(Object position labeling lines)
###

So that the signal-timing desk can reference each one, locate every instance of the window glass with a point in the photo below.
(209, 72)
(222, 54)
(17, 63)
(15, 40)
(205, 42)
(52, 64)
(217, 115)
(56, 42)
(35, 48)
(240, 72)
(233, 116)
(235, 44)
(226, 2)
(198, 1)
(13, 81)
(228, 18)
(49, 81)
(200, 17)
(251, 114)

###

▶ GOAL: Rename "window glass" to "glass pane" throughout the lines above, and leave every other part of them untouched.

▶ ANSWER TO THE EXERCISE:
So that the signal-timing desk can reference each one, locate every instance of the glass pane with a point in the photo below.
(209, 72)
(222, 54)
(17, 63)
(15, 40)
(205, 42)
(52, 64)
(217, 115)
(56, 42)
(35, 48)
(240, 72)
(233, 116)
(235, 44)
(226, 2)
(198, 1)
(13, 81)
(228, 18)
(49, 81)
(200, 17)
(251, 114)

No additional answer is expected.